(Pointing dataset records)
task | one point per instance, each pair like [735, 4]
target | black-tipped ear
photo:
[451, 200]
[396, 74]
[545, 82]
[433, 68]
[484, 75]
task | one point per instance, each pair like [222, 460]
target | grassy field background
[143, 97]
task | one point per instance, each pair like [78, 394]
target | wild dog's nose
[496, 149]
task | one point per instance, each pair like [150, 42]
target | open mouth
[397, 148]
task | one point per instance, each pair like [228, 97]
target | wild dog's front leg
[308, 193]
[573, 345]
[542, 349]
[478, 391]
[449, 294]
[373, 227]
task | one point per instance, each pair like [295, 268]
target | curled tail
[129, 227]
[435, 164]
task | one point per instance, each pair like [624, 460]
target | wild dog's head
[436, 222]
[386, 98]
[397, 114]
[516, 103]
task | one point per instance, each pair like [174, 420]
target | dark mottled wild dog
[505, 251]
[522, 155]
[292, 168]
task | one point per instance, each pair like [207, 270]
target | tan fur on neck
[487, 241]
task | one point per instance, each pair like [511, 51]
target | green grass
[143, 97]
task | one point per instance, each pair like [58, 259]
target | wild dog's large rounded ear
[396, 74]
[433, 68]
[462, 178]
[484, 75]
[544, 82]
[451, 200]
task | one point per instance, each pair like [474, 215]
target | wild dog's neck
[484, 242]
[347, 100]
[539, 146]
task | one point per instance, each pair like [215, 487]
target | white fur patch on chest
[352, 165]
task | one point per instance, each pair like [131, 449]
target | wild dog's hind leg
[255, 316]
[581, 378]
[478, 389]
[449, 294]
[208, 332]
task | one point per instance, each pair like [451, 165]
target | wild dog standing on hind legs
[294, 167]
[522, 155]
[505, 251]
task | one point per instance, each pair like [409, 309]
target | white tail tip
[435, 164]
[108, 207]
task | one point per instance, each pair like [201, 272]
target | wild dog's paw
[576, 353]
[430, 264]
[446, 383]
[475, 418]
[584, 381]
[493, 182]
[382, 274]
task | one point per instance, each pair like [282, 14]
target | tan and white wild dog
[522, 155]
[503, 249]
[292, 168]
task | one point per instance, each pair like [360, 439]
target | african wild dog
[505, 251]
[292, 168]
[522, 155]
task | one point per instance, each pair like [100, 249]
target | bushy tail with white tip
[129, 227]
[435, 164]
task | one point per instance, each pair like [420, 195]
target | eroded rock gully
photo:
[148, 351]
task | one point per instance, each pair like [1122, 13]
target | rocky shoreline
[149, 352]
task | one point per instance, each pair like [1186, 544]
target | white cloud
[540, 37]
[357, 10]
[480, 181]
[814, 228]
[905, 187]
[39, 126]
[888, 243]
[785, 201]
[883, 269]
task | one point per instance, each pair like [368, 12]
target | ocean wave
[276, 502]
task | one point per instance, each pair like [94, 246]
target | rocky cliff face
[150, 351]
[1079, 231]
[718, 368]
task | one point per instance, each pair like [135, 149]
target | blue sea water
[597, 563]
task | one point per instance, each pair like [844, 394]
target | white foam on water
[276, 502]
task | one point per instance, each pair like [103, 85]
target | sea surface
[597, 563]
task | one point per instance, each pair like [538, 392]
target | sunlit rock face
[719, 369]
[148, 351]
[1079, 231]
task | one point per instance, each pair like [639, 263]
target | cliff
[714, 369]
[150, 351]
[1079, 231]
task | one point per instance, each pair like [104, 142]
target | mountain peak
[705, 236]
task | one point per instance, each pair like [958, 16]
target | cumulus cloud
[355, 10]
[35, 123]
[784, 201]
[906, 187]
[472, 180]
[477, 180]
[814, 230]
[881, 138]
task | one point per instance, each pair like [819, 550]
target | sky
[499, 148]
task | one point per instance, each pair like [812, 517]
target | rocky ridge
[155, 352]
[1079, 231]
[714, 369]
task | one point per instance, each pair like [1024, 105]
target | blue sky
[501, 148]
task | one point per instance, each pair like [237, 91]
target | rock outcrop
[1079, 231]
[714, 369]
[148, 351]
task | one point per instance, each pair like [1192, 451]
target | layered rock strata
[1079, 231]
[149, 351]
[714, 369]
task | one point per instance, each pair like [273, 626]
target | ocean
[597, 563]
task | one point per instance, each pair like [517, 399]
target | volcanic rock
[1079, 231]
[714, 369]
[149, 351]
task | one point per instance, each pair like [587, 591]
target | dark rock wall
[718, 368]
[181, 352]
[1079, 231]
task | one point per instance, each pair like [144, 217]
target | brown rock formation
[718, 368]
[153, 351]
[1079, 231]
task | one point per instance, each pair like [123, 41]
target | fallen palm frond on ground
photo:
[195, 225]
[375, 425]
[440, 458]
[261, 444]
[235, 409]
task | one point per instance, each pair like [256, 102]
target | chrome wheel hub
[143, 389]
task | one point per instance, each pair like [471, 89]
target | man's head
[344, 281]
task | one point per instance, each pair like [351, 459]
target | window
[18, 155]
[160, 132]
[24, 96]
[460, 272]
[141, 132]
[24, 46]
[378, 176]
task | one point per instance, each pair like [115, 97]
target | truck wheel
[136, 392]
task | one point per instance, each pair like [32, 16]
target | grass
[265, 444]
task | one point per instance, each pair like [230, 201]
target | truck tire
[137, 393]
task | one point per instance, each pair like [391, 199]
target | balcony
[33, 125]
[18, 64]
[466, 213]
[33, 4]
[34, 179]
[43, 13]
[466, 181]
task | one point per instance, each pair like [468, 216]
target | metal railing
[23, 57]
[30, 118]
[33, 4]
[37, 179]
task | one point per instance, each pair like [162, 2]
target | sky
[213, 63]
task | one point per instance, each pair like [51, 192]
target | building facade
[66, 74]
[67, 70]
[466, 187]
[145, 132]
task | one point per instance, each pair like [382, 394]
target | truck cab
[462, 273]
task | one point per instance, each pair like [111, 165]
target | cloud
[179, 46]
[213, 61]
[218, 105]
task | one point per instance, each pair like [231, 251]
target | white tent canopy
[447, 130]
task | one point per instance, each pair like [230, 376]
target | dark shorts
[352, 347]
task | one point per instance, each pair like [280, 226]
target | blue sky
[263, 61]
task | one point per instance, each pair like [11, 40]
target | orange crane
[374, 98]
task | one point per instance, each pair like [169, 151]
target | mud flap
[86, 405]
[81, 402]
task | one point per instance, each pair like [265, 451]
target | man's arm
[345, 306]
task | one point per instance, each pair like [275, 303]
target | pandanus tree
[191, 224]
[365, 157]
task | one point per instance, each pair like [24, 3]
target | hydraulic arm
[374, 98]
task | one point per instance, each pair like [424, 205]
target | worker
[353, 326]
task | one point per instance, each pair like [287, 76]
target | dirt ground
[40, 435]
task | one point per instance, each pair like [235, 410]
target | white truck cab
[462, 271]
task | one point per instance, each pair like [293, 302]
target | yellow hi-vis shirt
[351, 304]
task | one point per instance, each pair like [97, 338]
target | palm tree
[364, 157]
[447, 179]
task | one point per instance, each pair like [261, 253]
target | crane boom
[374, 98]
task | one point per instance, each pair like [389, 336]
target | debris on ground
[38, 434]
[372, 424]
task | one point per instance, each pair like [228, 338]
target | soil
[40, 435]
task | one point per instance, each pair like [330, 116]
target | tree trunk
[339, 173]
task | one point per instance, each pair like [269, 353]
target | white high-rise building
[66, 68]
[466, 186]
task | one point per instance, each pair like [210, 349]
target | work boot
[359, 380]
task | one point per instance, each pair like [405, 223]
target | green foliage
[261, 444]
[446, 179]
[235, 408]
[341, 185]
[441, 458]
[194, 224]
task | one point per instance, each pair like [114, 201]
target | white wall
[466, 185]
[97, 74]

- REQUEST:
Rewrite all of the items above with "one point per instance" changed to "one point for each instance" wherever it occurs, keeping everything else the same.

- SOLUTION TO THIS PROBLEM:
task | one point for each instance, each pair like [735, 4]
target | black-tipped ear
photo:
[451, 200]
[396, 74]
[545, 82]
[433, 68]
[484, 75]
task | one point for each instance, each pair like [222, 460]
target | grassy field background
[143, 97]
task | one point for each instance, each pair like [78, 394]
target | wild dog's nose
[496, 149]
task | one point for each instance, each pair like [150, 42]
target | open mouth
[397, 148]
task | one point for each instance, each pair like [228, 97]
target | wild dog's front leg
[308, 193]
[573, 345]
[542, 349]
[478, 391]
[449, 294]
[373, 227]
task | one point for each instance, each pair like [295, 268]
target | curled tail
[129, 227]
[435, 164]
task | one point for each instance, each pair like [624, 460]
target | wild dog's head
[436, 222]
[386, 98]
[397, 114]
[516, 103]
task | one point for each instance, each pair like [174, 420]
target | dark mottled wild dog
[505, 251]
[522, 155]
[292, 168]
task | one point for each instance, each pair like [207, 270]
target | tan fur on neck
[487, 241]
task | one point for each instance, each pair like [511, 51]
target | green grass
[143, 97]
task | one point for each instance, each pair like [58, 259]
target | wild dog's large rounded ear
[396, 74]
[433, 68]
[462, 178]
[484, 75]
[544, 82]
[451, 200]
task | one point for each instance, each pair like [474, 215]
target | wild dog's neck
[484, 242]
[347, 100]
[539, 146]
task | one point for each instance, each pair like [215, 487]
target | white fur patch on chest
[352, 165]
task | one point for each instance, each pair like [131, 449]
target | wild dog's hind leg
[255, 316]
[581, 378]
[478, 389]
[449, 294]
[208, 332]
task | one point for each instance, each pair like [451, 165]
target | wild dog standing on hind legs
[294, 167]
[522, 155]
[505, 251]
task | one point for each instance, each pair like [409, 309]
target | white tail tip
[435, 164]
[108, 207]
task | one point for each instance, each pair like [201, 272]
target | wild dog's paw
[576, 353]
[430, 264]
[446, 383]
[475, 418]
[584, 381]
[493, 182]
[382, 274]
task | one point for each instance, each pair like [282, 14]
target | tan and white wild dog
[522, 155]
[503, 249]
[292, 168]
task | one point for each instance, each pair like [360, 439]
target | african wild dog
[505, 251]
[292, 168]
[522, 155]
task | one point for each instance, each pair like [100, 249]
target | bushy tail with white tip
[129, 227]
[435, 164]
task | one point for each instance, each pair like [420, 195]
target | eroded rock gully
photo:
[148, 351]
task | one point for each instance, each pair like [1122, 13]
target | rocky shoreline
[149, 352]
task | one point for each instance, each pair like [1186, 544]
target | white cloud
[540, 37]
[357, 10]
[480, 181]
[814, 228]
[905, 187]
[39, 126]
[888, 243]
[785, 201]
[883, 269]
task | one point for each instance, each pair like [368, 12]
target | ocean wave
[276, 502]
task | one point for each instance, each pair like [94, 246]
target | rocky cliff face
[150, 351]
[1079, 231]
[718, 368]
task | one point for each instance, each pair like [135, 149]
target | blue sea water
[597, 563]
task | one point for each instance, each pair like [844, 394]
target | white foam on water
[276, 502]
task | one point for each instance, each pair like [103, 85]
target | sea surface
[597, 563]
task | one point for each instance, each pair like [538, 392]
target | sunlit rock face
[719, 369]
[148, 351]
[1079, 231]
task | one point for each instance, each pair like [639, 263]
target | cliff
[714, 369]
[150, 351]
[1079, 231]
task | one point for each instance, each pair like [104, 142]
target | mountain peak
[705, 236]
task | one point for each instance, each pair like [958, 16]
target | cumulus cloud
[355, 10]
[35, 123]
[784, 201]
[906, 187]
[472, 180]
[477, 180]
[814, 230]
[881, 138]
task | one point for each instance, each pair like [819, 550]
target | sky
[499, 148]
task | one point for each instance, each pair like [812, 517]
target | rocky ridge
[155, 352]
[1079, 231]
[714, 369]
task | one point for each instance, each pair like [1024, 105]
target | blue sky
[501, 148]
task | one point for each instance, each pair like [237, 91]
target | rock outcrop
[1079, 231]
[714, 369]
[148, 351]
task | one point for each instance, each pair like [1192, 451]
target | layered rock strata
[1079, 231]
[149, 351]
[714, 369]
task | one point for each instance, each pair like [273, 626]
target | ocean
[597, 563]
task | one point for each instance, each pair like [517, 399]
target | volcanic rock
[1079, 231]
[714, 369]
[149, 351]
task | one point for each instance, each pair like [587, 591]
target | dark rock wall
[718, 368]
[181, 352]
[1079, 231]
task | one point for each instance, each pair like [144, 217]
target | brown rock formation
[718, 368]
[153, 351]
[1079, 231]
task | one point for each instance, each pair like [123, 41]
target | fallen palm frond on ground
photo:
[195, 225]
[375, 425]
[440, 458]
[261, 444]
[235, 409]
task | one point for each instance, each pair like [256, 102]
target | chrome wheel hub
[143, 389]
task | one point for each instance, each pair like [471, 89]
target | man's head
[344, 281]
task | one point for each instance, each pair like [351, 459]
target | window
[18, 155]
[160, 132]
[24, 96]
[460, 272]
[141, 132]
[24, 46]
[378, 176]
task | one point for each instance, each pair like [115, 97]
target | truck wheel
[136, 392]
task | one point for each instance, each pair like [32, 16]
target | grass
[265, 444]
task | one point for each instance, each pair like [230, 201]
target | truck tire
[137, 393]
task | one point for each instance, each pair like [391, 199]
target | balcony
[33, 125]
[18, 64]
[466, 213]
[33, 4]
[34, 179]
[43, 13]
[466, 181]
task | one point for each instance, each pair like [468, 216]
target | metal railing
[23, 57]
[30, 118]
[33, 4]
[37, 179]
task | one point for each instance, each pair like [162, 2]
target | sky
[213, 63]
task | one point for each instance, each pair like [51, 192]
target | building facade
[66, 74]
[67, 70]
[466, 187]
[145, 132]
task | one point for each instance, each pair like [382, 394]
target | truck cab
[462, 273]
task | one point for each instance, each pair like [111, 165]
target | cloud
[179, 46]
[213, 61]
[218, 105]
task | one point for each instance, each pair like [231, 251]
target | white tent canopy
[447, 130]
task | one point for each instance, each pair like [230, 376]
target | dark shorts
[352, 347]
task | one point for each instance, each pair like [280, 226]
target | blue sky
[263, 61]
task | one point for each instance, each pair like [11, 40]
target | orange crane
[374, 98]
task | one point for each instance, each pair like [169, 151]
target | mud flap
[86, 405]
[81, 402]
task | one point for each instance, each pair like [265, 451]
target | man's arm
[345, 306]
task | one point for each instance, each pair like [275, 303]
target | pandanus tree
[191, 224]
[365, 157]
task | one point for each instance, each pair like [24, 3]
target | hydraulic arm
[374, 98]
task | one point for each instance, each pair like [424, 205]
target | worker
[353, 326]
task | one point for each instance, each pair like [287, 76]
target | dirt ground
[40, 435]
task | one point for each instance, each pair like [235, 410]
target | white truck cab
[462, 271]
task | one point for each instance, each pair like [293, 302]
target | yellow hi-vis shirt
[351, 304]
task | one point for each instance, each pair like [97, 338]
target | palm tree
[364, 157]
[447, 179]
task | one point for each instance, each pair like [261, 253]
target | crane boom
[374, 98]
task | one point for each instance, each pair like [389, 336]
target | debris on ground
[38, 434]
[372, 424]
task | one point for each instance, each pair like [228, 338]
target | soil
[40, 435]
task | one point for each instance, each pair like [330, 116]
target | tree trunk
[339, 173]
task | one point for each instance, each pair like [269, 353]
target | white high-rise building
[66, 68]
[466, 186]
task | one point for each instance, each pair like [210, 349]
target | work boot
[359, 380]
task | one point for each instance, each pair like [405, 223]
target | green foliage
[261, 444]
[446, 179]
[235, 408]
[341, 185]
[441, 458]
[194, 224]
task | one point for each instance, each pair like [114, 201]
target | white wall
[466, 185]
[97, 74]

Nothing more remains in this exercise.